WASHINGTON, April 4, 2013 (By Karin Zeitvogel RIA Novosti) – Cancer clinics in the United States have begun turning away older patients as the federal mandatory budget cuts known as “the sequester” slash Medicare reimbursements for potentially life-saving chemotherapy drugs.

“Some practices are right now being forced to send patients elsewhere for treatment,” Ted Okon, the executive director of the Community Oncology Alliance (COA), told RIA Novosti.

“Other practices are in total disbelief and will be hit over the head in a week or so when payment claims they put in to Medicare come back with a two-percent cut,” Okon said, calling the sequester cuts “a blunt ax” being wielded with little thought.

A study conducted by COA two weeks before the sequester cuts on Medicare took effect found that they would force nearly three-quarters of cancer clinics to turn away new Medicare patients or send all Medicare patients to hospitals for more expensive treatment.

**Required tasks**
• A. In the news report on Medicare cuts to cancer care, what share of cancer clinics did the COA study say would be forced to turn away new Medicare patients or send all Medicare patients to hospitals?
• B. Go on with the news report on Medicare cuts to cancer care, starting right after its last sentence.
The items after this are not needed for the work here.

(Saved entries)
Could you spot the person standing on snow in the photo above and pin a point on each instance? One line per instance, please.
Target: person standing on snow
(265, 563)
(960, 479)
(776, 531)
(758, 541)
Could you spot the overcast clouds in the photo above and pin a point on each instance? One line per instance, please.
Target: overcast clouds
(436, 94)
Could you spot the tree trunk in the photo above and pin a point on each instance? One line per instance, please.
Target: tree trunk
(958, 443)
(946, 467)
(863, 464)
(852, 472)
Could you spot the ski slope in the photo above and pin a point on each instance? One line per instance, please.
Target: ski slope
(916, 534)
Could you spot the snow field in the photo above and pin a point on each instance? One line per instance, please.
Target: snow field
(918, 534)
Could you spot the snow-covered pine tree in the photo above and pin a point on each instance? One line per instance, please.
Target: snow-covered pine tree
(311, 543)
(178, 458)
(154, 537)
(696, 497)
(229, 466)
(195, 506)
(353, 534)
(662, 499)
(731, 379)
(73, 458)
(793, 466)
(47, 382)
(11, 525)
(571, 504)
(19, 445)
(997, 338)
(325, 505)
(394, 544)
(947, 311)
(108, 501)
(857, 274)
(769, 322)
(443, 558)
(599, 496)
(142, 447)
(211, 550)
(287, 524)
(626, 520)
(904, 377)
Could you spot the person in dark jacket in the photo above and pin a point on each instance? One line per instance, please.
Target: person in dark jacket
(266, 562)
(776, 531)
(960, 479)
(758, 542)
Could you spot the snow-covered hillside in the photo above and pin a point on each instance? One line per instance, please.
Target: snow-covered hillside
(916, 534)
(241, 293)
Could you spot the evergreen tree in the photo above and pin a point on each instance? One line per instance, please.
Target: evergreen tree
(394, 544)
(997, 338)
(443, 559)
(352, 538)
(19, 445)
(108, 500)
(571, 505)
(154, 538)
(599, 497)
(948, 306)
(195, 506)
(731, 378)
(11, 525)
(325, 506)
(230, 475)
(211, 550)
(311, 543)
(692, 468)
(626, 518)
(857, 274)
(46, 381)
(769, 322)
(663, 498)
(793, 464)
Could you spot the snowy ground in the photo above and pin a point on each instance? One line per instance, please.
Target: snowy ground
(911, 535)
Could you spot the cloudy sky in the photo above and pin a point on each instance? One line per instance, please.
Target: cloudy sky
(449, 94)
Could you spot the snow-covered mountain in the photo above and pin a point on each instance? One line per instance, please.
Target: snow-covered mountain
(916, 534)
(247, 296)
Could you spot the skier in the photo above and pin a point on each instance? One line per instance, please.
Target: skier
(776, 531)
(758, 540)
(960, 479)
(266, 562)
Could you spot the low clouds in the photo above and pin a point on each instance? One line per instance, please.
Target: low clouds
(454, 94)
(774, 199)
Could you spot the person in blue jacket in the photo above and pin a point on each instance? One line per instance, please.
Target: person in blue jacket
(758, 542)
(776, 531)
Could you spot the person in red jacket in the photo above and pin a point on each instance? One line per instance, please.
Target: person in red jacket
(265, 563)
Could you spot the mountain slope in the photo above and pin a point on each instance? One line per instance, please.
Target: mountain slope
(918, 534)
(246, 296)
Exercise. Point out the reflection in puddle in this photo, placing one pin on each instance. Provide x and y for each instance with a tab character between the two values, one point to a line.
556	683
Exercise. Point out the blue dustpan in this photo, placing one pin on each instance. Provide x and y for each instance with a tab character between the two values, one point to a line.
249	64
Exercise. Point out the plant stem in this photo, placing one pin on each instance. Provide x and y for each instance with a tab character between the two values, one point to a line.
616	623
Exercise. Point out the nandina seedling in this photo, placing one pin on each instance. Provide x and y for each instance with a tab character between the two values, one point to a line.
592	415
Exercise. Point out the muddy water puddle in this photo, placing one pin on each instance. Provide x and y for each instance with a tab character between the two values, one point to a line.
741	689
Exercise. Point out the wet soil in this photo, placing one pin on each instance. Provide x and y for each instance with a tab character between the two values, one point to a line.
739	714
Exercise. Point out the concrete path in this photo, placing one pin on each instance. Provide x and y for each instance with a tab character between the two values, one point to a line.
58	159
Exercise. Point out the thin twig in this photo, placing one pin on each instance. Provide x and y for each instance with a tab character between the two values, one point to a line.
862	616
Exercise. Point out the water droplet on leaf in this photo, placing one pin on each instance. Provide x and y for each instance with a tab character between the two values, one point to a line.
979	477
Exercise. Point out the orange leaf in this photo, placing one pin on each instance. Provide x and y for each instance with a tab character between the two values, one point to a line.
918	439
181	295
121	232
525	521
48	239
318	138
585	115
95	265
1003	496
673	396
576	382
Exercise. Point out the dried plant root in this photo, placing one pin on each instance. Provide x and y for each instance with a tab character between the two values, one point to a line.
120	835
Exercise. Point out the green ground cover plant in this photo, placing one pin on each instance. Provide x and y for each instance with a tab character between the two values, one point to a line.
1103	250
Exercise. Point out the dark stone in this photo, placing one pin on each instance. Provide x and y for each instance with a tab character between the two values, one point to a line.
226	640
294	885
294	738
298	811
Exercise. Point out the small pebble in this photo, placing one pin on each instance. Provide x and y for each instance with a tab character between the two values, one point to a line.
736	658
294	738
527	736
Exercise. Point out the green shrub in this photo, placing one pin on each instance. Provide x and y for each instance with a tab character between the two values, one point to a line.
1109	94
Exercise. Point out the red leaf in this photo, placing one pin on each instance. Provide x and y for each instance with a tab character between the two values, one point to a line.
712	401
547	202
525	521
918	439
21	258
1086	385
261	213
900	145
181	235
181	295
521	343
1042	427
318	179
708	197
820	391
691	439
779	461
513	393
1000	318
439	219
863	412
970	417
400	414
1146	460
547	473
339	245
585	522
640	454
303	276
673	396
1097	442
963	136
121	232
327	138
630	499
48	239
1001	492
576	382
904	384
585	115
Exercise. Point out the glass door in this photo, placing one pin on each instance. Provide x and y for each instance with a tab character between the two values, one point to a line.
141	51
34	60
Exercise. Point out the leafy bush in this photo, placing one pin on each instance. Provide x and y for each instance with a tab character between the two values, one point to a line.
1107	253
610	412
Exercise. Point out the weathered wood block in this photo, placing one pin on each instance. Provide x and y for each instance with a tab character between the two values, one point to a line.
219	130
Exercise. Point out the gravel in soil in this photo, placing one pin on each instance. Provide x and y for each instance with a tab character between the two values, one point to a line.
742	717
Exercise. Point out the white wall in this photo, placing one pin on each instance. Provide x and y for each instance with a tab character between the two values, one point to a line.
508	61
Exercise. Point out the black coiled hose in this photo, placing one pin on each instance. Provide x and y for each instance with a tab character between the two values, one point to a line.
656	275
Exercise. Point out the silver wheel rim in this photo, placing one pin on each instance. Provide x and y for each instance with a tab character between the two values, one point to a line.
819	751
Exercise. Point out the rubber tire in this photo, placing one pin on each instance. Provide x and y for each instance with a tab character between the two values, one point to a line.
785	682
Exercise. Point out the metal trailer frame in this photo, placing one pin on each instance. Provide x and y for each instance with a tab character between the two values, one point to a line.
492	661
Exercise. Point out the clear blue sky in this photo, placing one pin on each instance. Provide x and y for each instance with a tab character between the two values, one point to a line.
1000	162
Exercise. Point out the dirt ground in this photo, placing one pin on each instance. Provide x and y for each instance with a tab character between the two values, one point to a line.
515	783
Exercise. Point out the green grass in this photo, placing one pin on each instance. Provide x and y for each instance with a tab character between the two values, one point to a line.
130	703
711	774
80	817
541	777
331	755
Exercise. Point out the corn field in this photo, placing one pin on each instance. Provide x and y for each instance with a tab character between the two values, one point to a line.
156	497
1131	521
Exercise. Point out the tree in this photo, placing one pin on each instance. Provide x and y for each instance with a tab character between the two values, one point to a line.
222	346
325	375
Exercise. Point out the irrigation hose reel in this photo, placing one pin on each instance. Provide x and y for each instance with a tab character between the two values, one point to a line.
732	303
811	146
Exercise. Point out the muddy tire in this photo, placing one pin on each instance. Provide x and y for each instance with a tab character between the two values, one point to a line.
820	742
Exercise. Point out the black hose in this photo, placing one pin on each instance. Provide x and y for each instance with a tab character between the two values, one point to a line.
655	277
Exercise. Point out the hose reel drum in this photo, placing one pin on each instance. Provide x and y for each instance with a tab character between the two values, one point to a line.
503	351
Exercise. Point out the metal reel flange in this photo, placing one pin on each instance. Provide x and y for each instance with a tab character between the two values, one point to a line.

**Answers for this exercise**
• A. Nearly three-quarters of cancer clinics.

• B.
Doctors at the Zangmeister Center, a cancer treatment facility in Columbus, Ohio, will meet Friday to discuss how to handle the cuts, Dr. Mark Thompson told RIA Novosti.

“We’ll probably start directing patients to the hospital for care,” Thompson said.

“But if we shift patients to hospitals for care, it will cost the government way more to have them treated,” he said.

“The last thing this country needs is moving expensive care like cancer care into an even more expensive setting, like hospitals.”

A study conducted by health care consultants Milliman for the US Oncology Network found that chemotherapy cost around $600 per month more when administered in a hospital than when the treatment is provided in a clinic like Zangmeister or a doctor’s office.

About 8 million of the almost 14 million Americans living with cancer are over age 65 and around half of cancer care expenditures are for Medicare recipients, the Milliman study says.

The way Medicare cancer treatment costs are reimbursed to doctors is complicated. The US government typically pays back to oncologists and clinics the price of a chemotherapy drug, plus six percent to cover the costs of storage, staff needed to administer the drugs, and other expenses.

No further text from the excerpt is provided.